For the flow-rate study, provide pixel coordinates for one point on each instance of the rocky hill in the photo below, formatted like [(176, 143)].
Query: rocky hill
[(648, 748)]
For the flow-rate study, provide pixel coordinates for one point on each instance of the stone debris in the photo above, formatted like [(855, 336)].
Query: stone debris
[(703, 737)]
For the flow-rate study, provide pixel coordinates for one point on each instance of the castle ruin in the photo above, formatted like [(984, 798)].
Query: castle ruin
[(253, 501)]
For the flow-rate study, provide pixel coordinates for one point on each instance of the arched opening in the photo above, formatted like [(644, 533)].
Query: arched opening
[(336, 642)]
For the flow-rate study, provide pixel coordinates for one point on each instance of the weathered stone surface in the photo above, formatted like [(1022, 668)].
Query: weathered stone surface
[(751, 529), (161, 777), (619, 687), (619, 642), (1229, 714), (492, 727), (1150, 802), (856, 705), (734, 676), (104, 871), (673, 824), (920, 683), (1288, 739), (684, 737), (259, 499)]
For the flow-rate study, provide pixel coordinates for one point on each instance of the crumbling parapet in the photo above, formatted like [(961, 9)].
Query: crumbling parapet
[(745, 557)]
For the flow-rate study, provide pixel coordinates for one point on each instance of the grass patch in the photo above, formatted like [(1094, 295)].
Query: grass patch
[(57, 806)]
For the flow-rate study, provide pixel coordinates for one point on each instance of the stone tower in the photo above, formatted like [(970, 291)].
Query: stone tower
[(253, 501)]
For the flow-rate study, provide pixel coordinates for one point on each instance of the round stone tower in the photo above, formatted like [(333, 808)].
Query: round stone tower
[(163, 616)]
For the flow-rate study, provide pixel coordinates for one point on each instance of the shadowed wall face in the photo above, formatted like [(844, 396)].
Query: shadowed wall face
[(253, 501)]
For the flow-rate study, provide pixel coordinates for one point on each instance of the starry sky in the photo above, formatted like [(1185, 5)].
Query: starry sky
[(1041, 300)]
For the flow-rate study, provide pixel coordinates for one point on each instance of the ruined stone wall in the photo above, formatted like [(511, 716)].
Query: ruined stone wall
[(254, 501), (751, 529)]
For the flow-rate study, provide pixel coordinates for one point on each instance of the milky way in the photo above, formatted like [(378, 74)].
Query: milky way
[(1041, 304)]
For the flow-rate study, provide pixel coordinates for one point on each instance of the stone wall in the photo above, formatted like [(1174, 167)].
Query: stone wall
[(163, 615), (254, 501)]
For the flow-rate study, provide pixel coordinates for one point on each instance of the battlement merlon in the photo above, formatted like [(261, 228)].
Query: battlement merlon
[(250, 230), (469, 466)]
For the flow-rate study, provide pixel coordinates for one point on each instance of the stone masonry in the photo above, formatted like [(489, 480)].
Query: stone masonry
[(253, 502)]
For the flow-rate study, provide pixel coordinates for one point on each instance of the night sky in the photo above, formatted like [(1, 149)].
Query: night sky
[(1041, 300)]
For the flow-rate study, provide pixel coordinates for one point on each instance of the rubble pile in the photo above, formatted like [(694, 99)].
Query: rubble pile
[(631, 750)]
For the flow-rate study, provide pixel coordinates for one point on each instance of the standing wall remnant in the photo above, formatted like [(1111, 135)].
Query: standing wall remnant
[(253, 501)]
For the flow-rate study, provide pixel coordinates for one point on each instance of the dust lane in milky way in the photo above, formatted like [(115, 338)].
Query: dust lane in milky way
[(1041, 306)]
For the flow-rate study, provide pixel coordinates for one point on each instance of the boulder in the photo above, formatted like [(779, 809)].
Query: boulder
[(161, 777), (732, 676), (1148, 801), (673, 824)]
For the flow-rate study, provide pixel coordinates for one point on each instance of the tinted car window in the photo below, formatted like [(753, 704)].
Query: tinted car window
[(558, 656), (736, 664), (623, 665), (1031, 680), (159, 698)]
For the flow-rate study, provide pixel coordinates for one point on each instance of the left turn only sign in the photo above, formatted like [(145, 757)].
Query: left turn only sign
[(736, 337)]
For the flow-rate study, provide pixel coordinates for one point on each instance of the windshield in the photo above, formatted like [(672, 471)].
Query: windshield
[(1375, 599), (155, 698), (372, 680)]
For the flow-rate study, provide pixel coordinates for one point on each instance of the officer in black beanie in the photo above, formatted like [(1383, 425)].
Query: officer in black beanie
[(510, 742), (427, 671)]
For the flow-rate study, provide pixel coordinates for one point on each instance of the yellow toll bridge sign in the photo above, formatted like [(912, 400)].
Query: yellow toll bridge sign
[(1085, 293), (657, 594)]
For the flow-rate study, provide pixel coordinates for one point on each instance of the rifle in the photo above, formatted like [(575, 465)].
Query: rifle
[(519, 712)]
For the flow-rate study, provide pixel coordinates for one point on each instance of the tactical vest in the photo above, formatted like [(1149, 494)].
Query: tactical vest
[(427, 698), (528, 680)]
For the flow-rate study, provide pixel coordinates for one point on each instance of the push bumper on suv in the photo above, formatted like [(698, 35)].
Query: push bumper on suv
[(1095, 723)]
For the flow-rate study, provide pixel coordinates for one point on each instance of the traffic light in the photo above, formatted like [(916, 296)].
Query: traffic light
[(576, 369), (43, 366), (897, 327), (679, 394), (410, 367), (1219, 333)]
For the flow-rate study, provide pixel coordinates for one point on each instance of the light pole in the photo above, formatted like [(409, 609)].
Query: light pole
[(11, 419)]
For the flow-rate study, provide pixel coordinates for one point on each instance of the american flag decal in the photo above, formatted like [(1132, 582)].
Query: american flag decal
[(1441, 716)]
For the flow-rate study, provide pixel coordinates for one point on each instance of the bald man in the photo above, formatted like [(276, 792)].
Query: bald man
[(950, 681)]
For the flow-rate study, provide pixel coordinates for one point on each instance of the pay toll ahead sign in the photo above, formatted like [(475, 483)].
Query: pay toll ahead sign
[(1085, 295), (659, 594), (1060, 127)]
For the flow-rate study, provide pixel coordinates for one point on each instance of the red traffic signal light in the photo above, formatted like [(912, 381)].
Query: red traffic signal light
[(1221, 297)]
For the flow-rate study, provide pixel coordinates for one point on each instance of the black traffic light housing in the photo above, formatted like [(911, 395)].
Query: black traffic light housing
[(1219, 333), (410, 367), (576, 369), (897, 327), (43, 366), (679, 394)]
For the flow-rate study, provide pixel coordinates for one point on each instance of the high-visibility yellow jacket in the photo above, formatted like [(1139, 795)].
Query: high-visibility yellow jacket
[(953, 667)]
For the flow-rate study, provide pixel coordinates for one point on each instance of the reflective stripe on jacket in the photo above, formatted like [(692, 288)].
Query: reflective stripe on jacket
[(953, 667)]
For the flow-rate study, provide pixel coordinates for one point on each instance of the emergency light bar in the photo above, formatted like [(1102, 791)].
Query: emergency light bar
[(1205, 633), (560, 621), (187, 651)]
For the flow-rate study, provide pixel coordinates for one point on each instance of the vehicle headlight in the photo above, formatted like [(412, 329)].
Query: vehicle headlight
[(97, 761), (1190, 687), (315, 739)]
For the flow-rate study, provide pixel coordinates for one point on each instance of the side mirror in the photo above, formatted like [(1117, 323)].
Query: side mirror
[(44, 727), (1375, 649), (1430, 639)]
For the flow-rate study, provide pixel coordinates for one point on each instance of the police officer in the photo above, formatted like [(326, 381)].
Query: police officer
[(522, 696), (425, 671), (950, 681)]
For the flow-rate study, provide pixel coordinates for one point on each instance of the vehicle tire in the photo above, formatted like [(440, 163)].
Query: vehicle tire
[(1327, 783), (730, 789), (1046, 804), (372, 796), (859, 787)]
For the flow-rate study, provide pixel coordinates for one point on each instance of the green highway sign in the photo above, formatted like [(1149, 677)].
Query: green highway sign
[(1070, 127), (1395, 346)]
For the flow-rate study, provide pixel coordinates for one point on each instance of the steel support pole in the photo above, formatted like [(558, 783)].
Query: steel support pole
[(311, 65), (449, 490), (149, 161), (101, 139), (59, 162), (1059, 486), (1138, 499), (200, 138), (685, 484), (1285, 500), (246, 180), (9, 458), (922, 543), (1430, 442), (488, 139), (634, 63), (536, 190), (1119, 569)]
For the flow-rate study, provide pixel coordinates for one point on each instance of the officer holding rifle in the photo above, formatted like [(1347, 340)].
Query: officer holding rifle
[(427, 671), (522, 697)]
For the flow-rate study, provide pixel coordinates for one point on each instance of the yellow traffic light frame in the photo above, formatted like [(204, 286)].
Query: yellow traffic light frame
————
Required action: Give back, word for word, only the lines above from the line holding "like [(511, 716)]." to the line holding "like [(1174, 167)].", both included.

Answer for this exercise:
For the flow-rate study, provide pixel coordinates for one point on each instance of the ruined stone wall in the photo above, formatted like [(511, 716)].
Query: ruined stone wall
[(254, 501), (751, 529)]
For the flow-rate study, provide pixel coordinates for one point on each instance of the milky way in the photo above, formatted like [(378, 74)].
Query: milky way
[(1041, 304)]
For the flow-rate study, provide pixel coordinates for one point on each instance of the stone wall in the photo above, formatted like [(1174, 167)].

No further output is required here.